> **EXERCISE OBJECTIVE**
Render as a JSON list of strings, one string per line and with blank lines omitted, the lines of the listing below that run from the line containing "Annotate the man" through the line containing "[17,55,46,115]", both included.

** start DATASET ROWS **

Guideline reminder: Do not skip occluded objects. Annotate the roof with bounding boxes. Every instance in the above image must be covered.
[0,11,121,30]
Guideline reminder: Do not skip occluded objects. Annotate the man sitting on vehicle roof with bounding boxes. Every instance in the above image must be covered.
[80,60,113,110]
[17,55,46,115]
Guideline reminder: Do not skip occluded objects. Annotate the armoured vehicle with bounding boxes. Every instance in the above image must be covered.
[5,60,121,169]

** end DATASET ROWS **
** start DATASET ROWS **

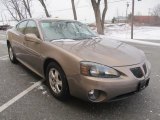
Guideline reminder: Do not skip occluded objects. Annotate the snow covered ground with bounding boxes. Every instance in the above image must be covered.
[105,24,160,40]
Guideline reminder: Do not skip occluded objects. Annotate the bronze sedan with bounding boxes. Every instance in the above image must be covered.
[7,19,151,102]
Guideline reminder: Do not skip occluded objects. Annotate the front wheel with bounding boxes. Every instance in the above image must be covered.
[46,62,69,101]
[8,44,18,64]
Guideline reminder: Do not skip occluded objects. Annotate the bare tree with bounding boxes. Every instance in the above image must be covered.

** end DATASET ROWS **

> **EXERCISE OUTPUT**
[
  "Guideline reminder: Do not skip occluded objects. Annotate the man sitting on vehicle roof with bounding boxes. Every instance in the above image must be covered.",
  "[80,60,113,110]",
  "[17,55,46,115]"
]